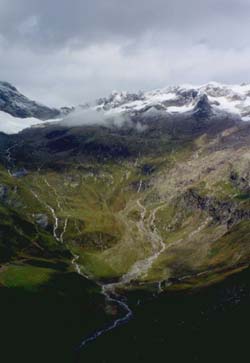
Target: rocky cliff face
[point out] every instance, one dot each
(17, 105)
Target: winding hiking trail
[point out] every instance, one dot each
(140, 268)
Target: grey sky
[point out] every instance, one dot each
(66, 52)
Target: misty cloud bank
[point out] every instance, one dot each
(64, 53)
(91, 117)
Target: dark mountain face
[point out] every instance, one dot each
(163, 207)
(18, 105)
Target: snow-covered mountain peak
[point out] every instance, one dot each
(217, 97)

▶ [Brief] Return every line of the listing above word for word, leaving out the pictures.

▶ [Answer below]
Target: rocky cliff face
[point out] every instance, one dot each
(17, 105)
Target: winding hiking trail
[point out] every instance, one dot each
(140, 268)
Target: grey sky
[point out] every instance, one dot each
(66, 52)
Target: misty cloud bank
[point out] every instance, one dot each
(64, 53)
(91, 117)
Target: dark mountain face
[point out] every instance, one dot each
(163, 207)
(18, 105)
Target: snow-covered mountain peak
[point out] every instance, one dot each
(217, 97)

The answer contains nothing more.